— Begin PAGE TEXT —
Foam::tmp<Foam::Field<Type>>

Foam::jumpCyclicFvPatchField<Type>::patchNeighbourField() const

{

    const Field<Type>& iField = this->primitiveField();

    const labelUList& nbrFaceCells =

        this->cyclicPatch().neighbFvPatch().faceCells();



    tmp<Field<Type>> tpnf(new Field<Type>(this->size()));

    Field<Type>& pnf = tpnf.ref();



    Field<Type> jf(this->jump());

    if (!this->cyclicPatch().owner())

    {

        jf *= -1.0;

    }



    if (this->doTransform())

    {

        forAll(*this, facei)

        {

            pnf[facei] = transform

            (

                this->forwardT()[0], iField[nbrFaceCells[facei]]

            ) - jf[facei];

        }

    }

    else

    {

        forAll(*this, facei)

        {

            pnf[facei] = iField[nbrFaceCells[facei]] - jf[facei];

        }

    }



    return tpnf;

}

> mathematically, jumpCyclic BC must enforce the jump condition between patch faces

Nonsense: the two faces are actually one. Therefore the jump is the jump between two cell centres.

> Which violates the linear algebra meaning of `Amul()`.

Another nonsense. What is the "mathematical definition" of the Amul function??? The code is exactly as it should be and it works fine. I use it every day.

Hrv

I think the jump condition (in mathematics) must be like this for 1D problem in interval [0,1]:
$p(x=0) = p(x=1)+\delta p$
However, the implementation is :
$p(x=0+\Delta x/2) = p(x=1-\Delta x/2)+\delta p$

Which is dependent on grid spacing $\Delta x$ . It may impair the spatial order of accuracy of this BC.
— End PAGE TEXT —
— Begin DATA —
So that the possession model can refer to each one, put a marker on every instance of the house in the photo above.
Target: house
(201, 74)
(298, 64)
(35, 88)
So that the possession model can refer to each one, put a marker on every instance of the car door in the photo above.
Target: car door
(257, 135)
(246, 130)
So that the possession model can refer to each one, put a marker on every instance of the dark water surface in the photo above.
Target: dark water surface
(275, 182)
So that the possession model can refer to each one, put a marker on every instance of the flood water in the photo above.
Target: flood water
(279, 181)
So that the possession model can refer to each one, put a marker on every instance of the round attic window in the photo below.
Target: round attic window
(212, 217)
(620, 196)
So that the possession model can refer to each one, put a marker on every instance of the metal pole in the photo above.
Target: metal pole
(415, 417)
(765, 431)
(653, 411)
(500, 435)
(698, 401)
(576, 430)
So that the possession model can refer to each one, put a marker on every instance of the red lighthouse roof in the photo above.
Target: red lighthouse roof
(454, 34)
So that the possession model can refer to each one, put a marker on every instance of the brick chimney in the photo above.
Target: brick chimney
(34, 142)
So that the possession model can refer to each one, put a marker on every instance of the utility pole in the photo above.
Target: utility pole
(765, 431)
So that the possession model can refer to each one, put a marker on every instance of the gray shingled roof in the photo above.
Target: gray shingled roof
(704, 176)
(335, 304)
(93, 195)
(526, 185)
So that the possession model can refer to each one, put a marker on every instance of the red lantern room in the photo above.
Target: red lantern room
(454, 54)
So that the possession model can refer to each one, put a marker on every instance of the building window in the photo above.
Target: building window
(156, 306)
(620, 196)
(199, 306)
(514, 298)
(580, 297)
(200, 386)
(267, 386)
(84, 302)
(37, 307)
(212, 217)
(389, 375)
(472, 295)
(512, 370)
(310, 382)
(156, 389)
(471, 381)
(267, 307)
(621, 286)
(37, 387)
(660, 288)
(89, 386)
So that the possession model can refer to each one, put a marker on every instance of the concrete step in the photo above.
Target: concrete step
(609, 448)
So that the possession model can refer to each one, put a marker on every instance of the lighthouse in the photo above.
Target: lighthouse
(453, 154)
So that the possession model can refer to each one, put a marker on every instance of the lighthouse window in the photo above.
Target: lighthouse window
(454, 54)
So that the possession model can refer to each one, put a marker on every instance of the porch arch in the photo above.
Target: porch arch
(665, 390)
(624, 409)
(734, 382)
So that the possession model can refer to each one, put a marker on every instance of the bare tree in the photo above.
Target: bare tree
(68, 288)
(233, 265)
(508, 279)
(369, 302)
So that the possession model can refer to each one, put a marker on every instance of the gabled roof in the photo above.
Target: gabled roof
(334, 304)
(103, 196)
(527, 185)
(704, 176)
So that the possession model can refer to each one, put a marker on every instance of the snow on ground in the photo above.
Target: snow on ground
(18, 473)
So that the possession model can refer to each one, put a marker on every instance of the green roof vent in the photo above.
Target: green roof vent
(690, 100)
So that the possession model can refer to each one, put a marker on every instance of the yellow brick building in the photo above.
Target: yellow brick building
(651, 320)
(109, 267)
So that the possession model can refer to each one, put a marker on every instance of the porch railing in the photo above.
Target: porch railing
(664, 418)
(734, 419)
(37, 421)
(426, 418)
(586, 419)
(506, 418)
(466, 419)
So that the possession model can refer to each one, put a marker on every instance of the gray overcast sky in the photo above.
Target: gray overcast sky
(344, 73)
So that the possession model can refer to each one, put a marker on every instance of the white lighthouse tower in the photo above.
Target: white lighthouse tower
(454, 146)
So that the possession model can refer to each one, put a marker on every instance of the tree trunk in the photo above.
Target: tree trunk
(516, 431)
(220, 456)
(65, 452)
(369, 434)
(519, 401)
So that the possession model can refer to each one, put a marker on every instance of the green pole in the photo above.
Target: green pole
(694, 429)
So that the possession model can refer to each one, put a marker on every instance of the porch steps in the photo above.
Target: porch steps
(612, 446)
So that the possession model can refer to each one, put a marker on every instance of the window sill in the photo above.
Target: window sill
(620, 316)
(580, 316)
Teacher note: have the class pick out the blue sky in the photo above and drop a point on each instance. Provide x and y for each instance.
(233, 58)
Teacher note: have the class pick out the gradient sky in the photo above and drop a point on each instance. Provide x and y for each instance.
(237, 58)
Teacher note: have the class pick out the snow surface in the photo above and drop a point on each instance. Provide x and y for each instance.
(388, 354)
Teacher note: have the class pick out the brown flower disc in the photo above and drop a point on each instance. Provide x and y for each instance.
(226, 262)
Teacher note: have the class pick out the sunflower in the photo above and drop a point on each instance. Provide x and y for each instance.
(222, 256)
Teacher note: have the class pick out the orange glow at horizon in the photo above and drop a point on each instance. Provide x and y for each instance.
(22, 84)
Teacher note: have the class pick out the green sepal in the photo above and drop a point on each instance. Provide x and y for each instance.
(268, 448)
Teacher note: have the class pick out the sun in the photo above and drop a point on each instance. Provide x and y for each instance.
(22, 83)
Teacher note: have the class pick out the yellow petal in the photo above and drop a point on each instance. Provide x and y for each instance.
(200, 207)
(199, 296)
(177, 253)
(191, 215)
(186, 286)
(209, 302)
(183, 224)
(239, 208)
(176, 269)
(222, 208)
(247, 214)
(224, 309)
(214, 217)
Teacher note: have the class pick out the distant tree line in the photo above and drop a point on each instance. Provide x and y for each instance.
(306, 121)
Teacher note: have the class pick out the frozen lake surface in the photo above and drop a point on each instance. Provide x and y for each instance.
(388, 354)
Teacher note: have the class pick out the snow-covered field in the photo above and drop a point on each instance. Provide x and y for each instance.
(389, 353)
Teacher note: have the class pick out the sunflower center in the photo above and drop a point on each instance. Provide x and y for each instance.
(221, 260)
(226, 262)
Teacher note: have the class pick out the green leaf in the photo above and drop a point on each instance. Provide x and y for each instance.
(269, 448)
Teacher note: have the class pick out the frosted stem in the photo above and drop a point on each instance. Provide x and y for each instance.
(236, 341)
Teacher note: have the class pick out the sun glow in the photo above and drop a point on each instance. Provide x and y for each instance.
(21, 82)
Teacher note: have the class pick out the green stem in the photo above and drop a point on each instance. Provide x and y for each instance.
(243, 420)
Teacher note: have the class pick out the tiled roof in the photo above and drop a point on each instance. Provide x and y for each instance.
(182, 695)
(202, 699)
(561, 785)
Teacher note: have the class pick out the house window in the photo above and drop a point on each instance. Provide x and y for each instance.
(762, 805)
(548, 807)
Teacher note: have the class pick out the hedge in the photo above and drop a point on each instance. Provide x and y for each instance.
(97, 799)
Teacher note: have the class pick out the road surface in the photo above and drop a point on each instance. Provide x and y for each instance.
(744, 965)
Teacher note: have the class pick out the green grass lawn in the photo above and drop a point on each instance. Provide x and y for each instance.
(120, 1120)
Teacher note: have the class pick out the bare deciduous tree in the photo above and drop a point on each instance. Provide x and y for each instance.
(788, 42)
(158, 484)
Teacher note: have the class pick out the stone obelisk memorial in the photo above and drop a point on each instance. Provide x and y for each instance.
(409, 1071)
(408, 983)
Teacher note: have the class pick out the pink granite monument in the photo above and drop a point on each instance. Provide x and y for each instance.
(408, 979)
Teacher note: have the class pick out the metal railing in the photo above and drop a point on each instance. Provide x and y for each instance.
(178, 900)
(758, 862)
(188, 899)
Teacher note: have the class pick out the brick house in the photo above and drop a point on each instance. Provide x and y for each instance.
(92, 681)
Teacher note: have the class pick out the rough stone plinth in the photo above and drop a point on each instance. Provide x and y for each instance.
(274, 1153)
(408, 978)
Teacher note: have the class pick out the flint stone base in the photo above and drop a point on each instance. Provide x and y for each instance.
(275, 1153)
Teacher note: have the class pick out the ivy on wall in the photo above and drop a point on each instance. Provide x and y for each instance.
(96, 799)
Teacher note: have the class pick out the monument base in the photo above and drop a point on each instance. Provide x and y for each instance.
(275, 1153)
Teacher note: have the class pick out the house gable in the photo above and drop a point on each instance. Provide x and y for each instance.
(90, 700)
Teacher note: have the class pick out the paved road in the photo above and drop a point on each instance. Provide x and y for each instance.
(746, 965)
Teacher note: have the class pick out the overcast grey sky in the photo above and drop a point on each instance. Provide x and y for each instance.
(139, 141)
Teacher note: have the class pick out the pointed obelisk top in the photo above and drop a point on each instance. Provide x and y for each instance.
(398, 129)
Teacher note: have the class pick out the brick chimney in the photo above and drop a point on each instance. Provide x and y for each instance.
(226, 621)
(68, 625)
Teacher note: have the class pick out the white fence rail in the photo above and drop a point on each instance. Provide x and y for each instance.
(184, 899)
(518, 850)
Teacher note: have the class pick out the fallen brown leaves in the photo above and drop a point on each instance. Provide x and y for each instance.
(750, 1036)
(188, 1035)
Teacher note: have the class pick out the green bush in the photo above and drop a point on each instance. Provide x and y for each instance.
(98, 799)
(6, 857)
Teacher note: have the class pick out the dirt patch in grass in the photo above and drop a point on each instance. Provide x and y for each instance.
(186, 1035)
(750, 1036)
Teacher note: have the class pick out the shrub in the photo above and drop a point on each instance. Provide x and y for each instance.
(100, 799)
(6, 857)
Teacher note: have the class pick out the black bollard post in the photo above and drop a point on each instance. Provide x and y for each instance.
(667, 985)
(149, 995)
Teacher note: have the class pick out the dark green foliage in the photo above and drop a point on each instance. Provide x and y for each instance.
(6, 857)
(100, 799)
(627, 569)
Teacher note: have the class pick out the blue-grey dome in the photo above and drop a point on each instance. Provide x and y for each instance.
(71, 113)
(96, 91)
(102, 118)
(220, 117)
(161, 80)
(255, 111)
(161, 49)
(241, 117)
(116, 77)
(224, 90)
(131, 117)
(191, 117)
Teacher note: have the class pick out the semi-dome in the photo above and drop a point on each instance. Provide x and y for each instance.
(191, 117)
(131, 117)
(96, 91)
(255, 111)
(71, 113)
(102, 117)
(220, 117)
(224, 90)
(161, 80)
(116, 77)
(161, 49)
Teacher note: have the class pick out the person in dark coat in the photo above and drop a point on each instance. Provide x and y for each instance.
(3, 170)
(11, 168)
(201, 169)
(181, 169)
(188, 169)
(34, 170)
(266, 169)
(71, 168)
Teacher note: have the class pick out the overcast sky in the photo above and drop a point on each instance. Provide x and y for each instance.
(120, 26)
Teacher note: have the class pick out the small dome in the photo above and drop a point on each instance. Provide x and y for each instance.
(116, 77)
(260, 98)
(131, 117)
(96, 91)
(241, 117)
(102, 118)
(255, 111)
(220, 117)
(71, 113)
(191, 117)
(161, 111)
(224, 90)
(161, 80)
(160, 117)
— End DATA —
- _WHAT NEEDS TO BE DONE_
Write the next part of the jumpCyclic boundary condition thread, picking up after its last sentence. The entries are separate material and have no connection to the jumpCyclic thread.

- _TASK ANSWER_
about Amul(), by the document and its usage in Krylov type solvers. It must be the definition of $A\cdot x$ . which means the output must be zero vector if the x is a zero vector, which is what I mean by the term "linear algebra meaning"

However, in the implementation of ldu::Amul(), it invokes the interfaces' "updateInterfaceMatrix()" method, which essentially is adding the product of boundaryCoeffs and neighbor side cell values (transformed if neccesary).

However, according to the implementation of jumpCyclic method "updateInterfaceMatrix()", if the interface is the jumpCyclic condition, The cell value transferred in is not zero if the state vector is zero. So I say it violates the "linear algebra meaning" of Amul().

Maybe the implementation of "Amul()" is compatible with other codes because most solvers actually works.